**The exercise:** Could you format all of the records below as a numbered list, skipping any blank lines and leaving the pictures out?

## Begin Dataset extract

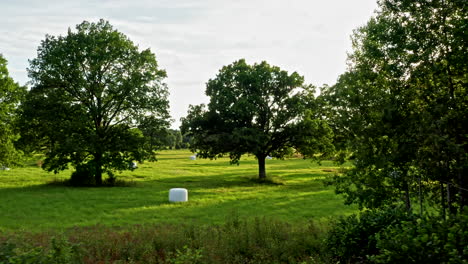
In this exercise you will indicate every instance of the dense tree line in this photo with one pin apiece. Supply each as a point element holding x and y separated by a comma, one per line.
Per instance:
<point>401,109</point>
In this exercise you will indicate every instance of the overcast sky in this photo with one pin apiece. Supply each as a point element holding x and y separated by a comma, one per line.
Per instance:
<point>193,39</point>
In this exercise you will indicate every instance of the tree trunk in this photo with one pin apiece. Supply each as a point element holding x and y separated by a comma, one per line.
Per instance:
<point>407,197</point>
<point>442,199</point>
<point>98,169</point>
<point>261,167</point>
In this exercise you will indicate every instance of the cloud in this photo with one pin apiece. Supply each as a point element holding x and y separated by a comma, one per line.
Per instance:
<point>194,39</point>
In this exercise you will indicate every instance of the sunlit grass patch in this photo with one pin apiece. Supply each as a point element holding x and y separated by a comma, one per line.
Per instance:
<point>295,193</point>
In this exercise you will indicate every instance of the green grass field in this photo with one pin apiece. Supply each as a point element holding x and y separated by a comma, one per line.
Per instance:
<point>217,190</point>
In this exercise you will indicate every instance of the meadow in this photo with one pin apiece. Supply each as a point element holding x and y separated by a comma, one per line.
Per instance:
<point>31,200</point>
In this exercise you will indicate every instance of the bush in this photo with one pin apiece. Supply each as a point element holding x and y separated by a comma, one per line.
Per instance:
<point>352,239</point>
<point>426,240</point>
<point>237,241</point>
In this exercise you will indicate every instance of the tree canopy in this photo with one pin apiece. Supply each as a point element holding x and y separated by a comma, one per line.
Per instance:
<point>90,90</point>
<point>11,94</point>
<point>258,109</point>
<point>402,105</point>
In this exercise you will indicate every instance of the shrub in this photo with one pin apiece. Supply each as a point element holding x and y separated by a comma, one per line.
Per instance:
<point>426,240</point>
<point>354,238</point>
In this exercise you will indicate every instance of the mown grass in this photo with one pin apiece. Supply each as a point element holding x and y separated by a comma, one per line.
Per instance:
<point>29,202</point>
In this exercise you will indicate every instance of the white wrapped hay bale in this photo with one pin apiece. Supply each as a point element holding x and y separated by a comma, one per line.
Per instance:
<point>178,195</point>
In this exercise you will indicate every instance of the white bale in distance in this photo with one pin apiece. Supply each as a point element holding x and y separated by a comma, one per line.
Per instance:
<point>178,195</point>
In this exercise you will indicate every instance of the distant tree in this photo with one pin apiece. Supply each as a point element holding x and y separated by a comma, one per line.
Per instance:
<point>258,109</point>
<point>90,89</point>
<point>402,106</point>
<point>11,94</point>
<point>157,134</point>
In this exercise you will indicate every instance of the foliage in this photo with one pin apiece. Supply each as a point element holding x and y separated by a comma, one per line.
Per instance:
<point>59,251</point>
<point>354,238</point>
<point>235,241</point>
<point>91,89</point>
<point>215,190</point>
<point>401,107</point>
<point>392,235</point>
<point>425,240</point>
<point>11,94</point>
<point>258,109</point>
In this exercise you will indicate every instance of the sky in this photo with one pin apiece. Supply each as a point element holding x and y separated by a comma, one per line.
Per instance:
<point>194,39</point>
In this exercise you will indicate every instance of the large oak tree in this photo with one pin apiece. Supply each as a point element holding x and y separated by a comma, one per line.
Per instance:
<point>11,94</point>
<point>258,109</point>
<point>90,89</point>
<point>403,104</point>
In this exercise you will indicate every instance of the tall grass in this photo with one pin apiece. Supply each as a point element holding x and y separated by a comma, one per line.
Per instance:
<point>29,202</point>
<point>235,241</point>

## End Dataset extract

**Solution to this task:**
1. In this exercise you will indicate every instance of the dense tree line in this photo with one pin apiece. Supply each as a point element holding x and y separated by a comma, one per line.
2. Per instance:
3. <point>401,109</point>
4. In this exercise you will indicate every instance of the overcast sky in this photo with one pin apiece. Supply each as a point element holding x and y separated by a comma, one per line.
5. Per instance:
6. <point>193,39</point>
7. In this exercise you will indicate every instance of the tree trunk in this photo with one pin apiece. Supply each as a point element holding x and y separated by a comma, one per line.
8. Per instance:
9. <point>407,197</point>
10. <point>442,199</point>
11. <point>98,169</point>
12. <point>261,167</point>
13. In this exercise you will indicate every instance of the cloud in this photo with one pin apiece. Supply each as a point element holding x and y separated by a comma, one per line.
14. Per instance:
15. <point>194,39</point>
16. In this exercise you will indicate every instance of the sunlit grass patch in this photo with one pin apiece. Supply each as a point element holding x and y separated by a comma, one per line.
17. Per instance:
18. <point>295,193</point>
19. In this exercise you will indicate every instance of the green grass field in this photo with one pin apiece. Supply each as a point element holding x and y separated by a comma, one per line.
20. Per instance:
21. <point>217,190</point>
22. In this exercise you will indicate every instance of the meadow in this photo with one pin apiece. Supply each as a point element holding x and y separated by a comma, one per line.
23. Per instance:
24. <point>31,200</point>
25. In this exercise you will indicate every instance of the bush in this photo with one pin apiece. Supply each as a point element holding x and y separated by a comma, one per line.
26. Per instance:
27. <point>352,239</point>
28. <point>426,240</point>
29. <point>237,241</point>
30. In this exercise you will indicate every instance of the tree canopy in this photo with one pin apiece. Supply each as a point element holding x and y separated by a comma, one per line.
31. Per instance:
32. <point>90,90</point>
33. <point>11,94</point>
34. <point>258,109</point>
35. <point>402,105</point>
36. In this exercise you will indicate every instance of the shrub in this photo with one pin apiece. Supply each as a point element holding x and y separated by a comma, one per line.
37. Per instance:
38. <point>426,240</point>
39. <point>354,238</point>
40. In this exercise you will indicate every instance of the mown grass in this photo with one pin apiece. Supply each as a point element holding x and y separated by a comma, one per line.
41. Per instance:
42. <point>29,202</point>
43. In this exercise you will indicate every instance of the white wrapped hay bale in this photo with one pin apiece. Supply each as a point element holding x and y separated by a comma, one per line.
44. Per instance:
45. <point>178,195</point>
46. In this exercise you will indicate every instance of the white bale in distance in this photo with one pin apiece. Supply each as a point element holding x and y separated by a comma, one per line.
47. Per instance:
48. <point>178,195</point>
49. In this exercise you will indicate every instance of the distant tree in this photo with one pin apiece. Supply each as a point element holding x and y separated by a comma, one per line.
50. Per instance:
51. <point>258,109</point>
52. <point>90,89</point>
53. <point>402,106</point>
54. <point>11,94</point>
55. <point>157,134</point>
56. In this exercise you will indicate every instance of the foliage in this photo with one pin apiece. Supply each as a point element holding x and y separated by a comma, one per line.
57. Per instance:
58. <point>59,251</point>
59. <point>354,238</point>
60. <point>235,241</point>
61. <point>91,89</point>
62. <point>215,190</point>
63. <point>401,107</point>
64. <point>392,235</point>
65. <point>425,240</point>
66. <point>11,94</point>
67. <point>258,109</point>
68. In this exercise you will indicate every instance of the sky in this photo with one pin apiece. Supply each as a point element holding x and y separated by a comma, one per line.
69. Per instance:
70. <point>194,39</point>
71. In this exercise you will indicate every instance of the large oak tree in this photo with one pin apiece. Supply each as a point element holding x and y separated by a comma, one per line.
72. Per instance:
73. <point>11,94</point>
74. <point>258,109</point>
75. <point>90,89</point>
76. <point>403,104</point>
77. In this exercise you will indicate every instance of the tall grass in this photo with one pin apiece. Supply each as a point element holding x and y separated by a comma, one per line.
78. Per instance:
79. <point>29,202</point>
80. <point>235,241</point>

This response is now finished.